### Text

Eine Kundin ärgert sich über die Kassierin, beschimpft sie, kratzt sie, reißt ihr Haare aus, bewirft sie mit dem Einkauf. Ein anderer Kunde will die Rabattmarkerln nicht aufkleben, lässt die Waren auf dem Band liegen, verschwindet. Kurz vor Ladenschluss kehrt er zurück, fasst sich den erstbesten Mitarbeiter, beflegelt und attackiert ihn. Ein weiterer Kunde ärgert sich, weil Aktionsware aus ist, rammt einem Verkäufer die Faust ins Gesicht.
Szenen wie diese häufen sich mittlerweile im Handel, Respekt und Wertschätzung – Fehlanzeige. Besonders der Lebensmittelhandel sei davon betroffen, warnten am Montag bei einer Pressekonferenz GPA-Vorsitzende Barbara Teiber und Billa-Betriebsrätin Sabine Grossensteiner. Das würde auch eine aktuelle Umfrage bestätigen.
Konkret hat bereits die große Mehrheit der 1.513 befragten GPA-Mitglieder Gewalt persönlich am Arbeitsplatz erlebt, jeder zehnte sogar im vergangenen Jahr. Gut die Hälfte gibt zudem an, dass das Ausmaß an Gewalt – beginnend bei Drohungen und Beleidigungen bis hin zu körperlichen Übergriffen – in den letzten fünf Jahren zugenommen hat.
Am häufigsten waren Mitarbeiter von Herumschreien (59 Prozent), Beschimpfung und Beleidigung (58 Prozent), Bedrohung und Einschüchterung (38 Prozent) sowie Hänselei und Verspottung (35 Prozent) betroffen. 77 Prozent hätten zudem laut Studie bereits beobachtet, wie mit Kolleginnen und Kollegen herumgeschrien wurde, gefolgt von Beschimpfungen (75 Prozent) und Hänseleien (67 Prozent).

######

§ **Aufgaben zur Übung**
**a)** Nenne alle Formen von Gewalt, von denen Mitarbeiter laut dem Text über Gewalt im Handel am häufigsten selbst betroffen waren, jeweils mit dem angegebenen Prozentsatz.
**b)** Wie viele GPA-Mitglieder wurden für die Umfrage im Text über Gewalt im Handel befragt?
**c)** Schreibe den Text über Gewalt im Handel im Anschluss an seinen letzten Satz weiter.
Die anschließenden Zeilen stammen aus einer anderen Quelle und gehören nicht zum Text.

### Datenzeilen

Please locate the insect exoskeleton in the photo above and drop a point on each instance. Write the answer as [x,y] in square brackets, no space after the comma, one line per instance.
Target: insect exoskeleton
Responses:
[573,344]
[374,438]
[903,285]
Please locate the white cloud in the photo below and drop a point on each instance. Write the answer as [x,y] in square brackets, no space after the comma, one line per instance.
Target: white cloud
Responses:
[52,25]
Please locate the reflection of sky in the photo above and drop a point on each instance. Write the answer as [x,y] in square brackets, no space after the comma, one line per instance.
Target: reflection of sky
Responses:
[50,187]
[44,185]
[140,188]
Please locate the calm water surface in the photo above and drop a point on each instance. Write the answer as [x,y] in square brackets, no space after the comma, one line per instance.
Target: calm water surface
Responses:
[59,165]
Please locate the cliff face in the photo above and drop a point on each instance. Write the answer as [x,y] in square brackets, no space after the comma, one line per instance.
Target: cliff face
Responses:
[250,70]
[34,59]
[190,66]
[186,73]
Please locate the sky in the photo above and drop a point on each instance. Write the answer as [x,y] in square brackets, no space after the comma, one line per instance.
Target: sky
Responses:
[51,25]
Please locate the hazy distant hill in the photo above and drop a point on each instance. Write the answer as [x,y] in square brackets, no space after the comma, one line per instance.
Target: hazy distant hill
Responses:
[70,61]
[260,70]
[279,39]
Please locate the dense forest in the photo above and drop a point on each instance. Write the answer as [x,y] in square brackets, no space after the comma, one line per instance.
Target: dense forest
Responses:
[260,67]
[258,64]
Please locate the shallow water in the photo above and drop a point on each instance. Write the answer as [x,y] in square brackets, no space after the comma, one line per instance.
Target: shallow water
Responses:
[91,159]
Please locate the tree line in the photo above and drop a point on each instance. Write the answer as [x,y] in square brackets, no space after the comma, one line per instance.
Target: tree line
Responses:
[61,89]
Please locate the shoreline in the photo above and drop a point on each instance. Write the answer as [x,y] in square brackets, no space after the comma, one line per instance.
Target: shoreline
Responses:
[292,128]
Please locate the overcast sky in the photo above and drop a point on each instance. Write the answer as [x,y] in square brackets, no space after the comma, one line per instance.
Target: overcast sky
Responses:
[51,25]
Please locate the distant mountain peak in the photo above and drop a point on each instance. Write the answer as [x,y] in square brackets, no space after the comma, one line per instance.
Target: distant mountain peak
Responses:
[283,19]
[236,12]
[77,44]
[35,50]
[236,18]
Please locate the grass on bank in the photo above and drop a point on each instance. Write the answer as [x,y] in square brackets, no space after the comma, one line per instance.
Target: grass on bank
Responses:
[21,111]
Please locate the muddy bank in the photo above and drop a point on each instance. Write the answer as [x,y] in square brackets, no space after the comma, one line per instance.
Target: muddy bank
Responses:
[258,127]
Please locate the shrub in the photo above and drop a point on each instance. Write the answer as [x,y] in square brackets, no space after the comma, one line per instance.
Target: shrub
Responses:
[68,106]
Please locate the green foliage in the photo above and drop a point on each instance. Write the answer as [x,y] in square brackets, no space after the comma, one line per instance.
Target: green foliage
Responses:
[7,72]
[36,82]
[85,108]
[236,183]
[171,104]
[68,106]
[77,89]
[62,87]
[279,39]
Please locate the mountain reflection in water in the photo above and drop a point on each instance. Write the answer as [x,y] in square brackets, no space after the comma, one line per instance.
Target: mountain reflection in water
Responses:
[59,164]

######

§ **Lösungen zur Übung**
**a)** Herumschreien (59 Prozent), Beschimpfung und Beleidigung (58 Prozent), Bedrohung und Einschüchterung (38 Prozent), Hänselei und Verspottung (35 Prozent)

**b)** 1.513

**c)**
Besonders häufig sind Frauen Opfer von Grenzüberschreitungen. 40 Prozent der weiblichen Beschäftigten sind demnach mit sexistischen und anzüglichen Witzen konfrontiert. Jede fünfte Befragte wurde zudem am Arbeitsplatz schon einmal verbal sexuell belästigt, vier Prozent zu Opfern von sexuellen Übergriffen.
Ein zunehmendes Problem sieht Grossensteiner in den vielen, ausschließlich mit Frauen besetzte Standorten. Da gebe es mittlerweile Aktionen, wo sich mehrere Männer in kleinen Gruppen in Filialen stellten, provokativ Mitarbeiterinnen beobachteten, über sie teilweise in einer anderen Sprache sprechen, vorbeigehen "und so am Popsch vorbeistreichen" würden. Auch ertappte Diebe würden sofort aggressiv und gegenüber Mitarbeitern handgreiflich.
Mittlerweile machen sich laut Umfrage 39 Prozent der Handelsbeschäftigten Sorgen um ihre Sicherheit. 38 Prozent fühlen sich auf gewaltsame Situationen schlecht oder gar nicht vorbereitet, 24 Prozent denken sogar über einen Jobwechsel nach.
"Wer einkaufen geht, hat keine Lizenz Beschäftigte respektlos zu behandeln", ärgert sich GPA-Vorsitzende Barbara Teiber. Wer Menschen im Handel anschreie, beleidige oder bedrohe, überschreite eine Grenze. Auch Fälle, in denen sich Kunden unmöglich aufführten, sich bei der Firmenleitung beschwerten und noch mit Gutscheinen belohnt würden, seien nicht hinnehmbar. Da gehe es für Arbeitgeber auch darum, sich auf die Seite der Mitarbeiter zu stellen.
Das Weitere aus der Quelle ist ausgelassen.